- **Page extract**:
◆ ◆ ◆ ◆ ◆ ◆ ◆

Secret Lives’s script has an unusual pedigree – it’s an adaptation of best-selling author Jane Smiley’s novella The Age of Grief by playwright Craig Lucas, whose previous screenplay credits are Longtime Companion, Prelude to A Kiss and Reckless.

"Alan likes to call it a fever dream – [it’s] a study of a good marriage hitting a crisis point that will either wreck it or make it stronger," says producer George Van Buskirk, whose Holedigger Films equity financed Secret Lives. (The company was capitalized two years ago through investor relationships cultivated by partner David Newman, a Wall Street exec.) "The way people try to get films financed today is frightening. We’re under the radar now but, by alternating family films and signature adult dramas, we’re trying to build a brand name people will associate with a certain level of quality."

◆ ◆ ◆ ◆ ◆ ◆ ◆

Dataset items:

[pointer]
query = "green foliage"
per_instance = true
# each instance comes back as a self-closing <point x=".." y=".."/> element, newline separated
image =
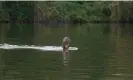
<point x="77" y="10"/>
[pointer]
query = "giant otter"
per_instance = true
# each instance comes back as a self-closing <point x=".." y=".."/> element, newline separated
<point x="65" y="44"/>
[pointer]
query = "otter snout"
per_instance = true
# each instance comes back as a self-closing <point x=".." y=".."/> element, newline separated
<point x="66" y="42"/>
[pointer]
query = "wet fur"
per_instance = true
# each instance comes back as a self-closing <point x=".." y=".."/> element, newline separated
<point x="65" y="44"/>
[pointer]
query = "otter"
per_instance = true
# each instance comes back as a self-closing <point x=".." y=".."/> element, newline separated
<point x="65" y="44"/>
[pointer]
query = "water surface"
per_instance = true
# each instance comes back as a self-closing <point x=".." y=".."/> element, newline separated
<point x="104" y="52"/>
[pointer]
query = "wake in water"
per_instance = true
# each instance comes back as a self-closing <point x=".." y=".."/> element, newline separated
<point x="44" y="48"/>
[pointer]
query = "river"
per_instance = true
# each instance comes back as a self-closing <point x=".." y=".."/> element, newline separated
<point x="105" y="52"/>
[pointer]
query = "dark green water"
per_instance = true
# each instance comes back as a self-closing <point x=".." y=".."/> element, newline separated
<point x="105" y="52"/>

◆ ◆ ◆ ◆ ◆ ◆ ◆

- **Written problem 1**: In the film article, which novella was adapted for the script of Secret Lives?
- **Written problem 2**: Locate each line in the entries that contains the word "water" and copy those lines.

- **Task result 1**: Jane Smiley's novella The Age of Grief.

- **Task result 2**:
query = "water surface"
query = "wake in water"
query = "dark green water"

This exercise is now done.